* Given task
Return the listing below in full, with every line exactly as it is.

## start Supplied data

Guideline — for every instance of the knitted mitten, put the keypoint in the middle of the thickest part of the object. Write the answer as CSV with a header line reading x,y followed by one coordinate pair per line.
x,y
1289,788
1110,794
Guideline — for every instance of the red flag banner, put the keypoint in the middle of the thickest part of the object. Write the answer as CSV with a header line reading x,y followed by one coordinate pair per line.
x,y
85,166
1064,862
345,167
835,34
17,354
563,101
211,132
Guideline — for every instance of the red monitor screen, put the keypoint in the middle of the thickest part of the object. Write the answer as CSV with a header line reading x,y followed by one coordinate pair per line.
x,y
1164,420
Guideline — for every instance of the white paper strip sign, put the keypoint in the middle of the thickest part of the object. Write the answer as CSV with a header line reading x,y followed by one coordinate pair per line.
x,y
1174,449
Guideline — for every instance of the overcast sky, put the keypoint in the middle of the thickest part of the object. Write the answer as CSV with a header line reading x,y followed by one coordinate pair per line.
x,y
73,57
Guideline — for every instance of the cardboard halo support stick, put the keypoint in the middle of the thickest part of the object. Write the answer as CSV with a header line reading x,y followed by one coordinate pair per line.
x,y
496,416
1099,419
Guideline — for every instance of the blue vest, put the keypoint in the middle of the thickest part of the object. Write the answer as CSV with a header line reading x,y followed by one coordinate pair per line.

## end Supplied data

* The result
Guideline — for every instance of the knitted mitten, put the keypoint in the middle of the thickest part of the object. Write the answer as CSV with a header line reading x,y followed by one coordinate pair per line.
x,y
1289,788
1110,794
Guideline — for every instance of the red flag banner, put the keypoint in the middle of the thickest part of the object. Write the answer as CSV with a header line reading x,y followed by one coordinate pair per line.
x,y
85,166
1064,862
345,167
835,34
17,354
563,101
211,132
Guideline — for every instance of the red monitor screen, put the keypoint in the middle of the thickest part of the object. Write the answer as CSV with a header line reading x,y followed by one coordinate pair per line.
x,y
1164,420
Guideline — for every instance of the white paper strip sign, put the keypoint in the middle of the thickest part of the object. Write the answer as CSV with a header line reading x,y followed by one coordinate pair per line.
x,y
1174,449
Guideline — for every instance of the overcast sky, put the keypoint in the middle of the thickest part of the object. Write the answer as CSV with a header line reading x,y followed by one coordinate pair per line.
x,y
73,57
Guideline — for every instance of the cardboard halo support stick, put the keypoint in the middle of the thickest part of the object. Write the answer as CSV with a header line reading x,y followed by one coordinate pair per line.
x,y
496,416
1099,419
Guideline — for every instance of the blue vest, put the keypoint in the middle of the thickest part of the object. Write the answer as CSV with a header line reading x,y followed by one coordinate pair per line.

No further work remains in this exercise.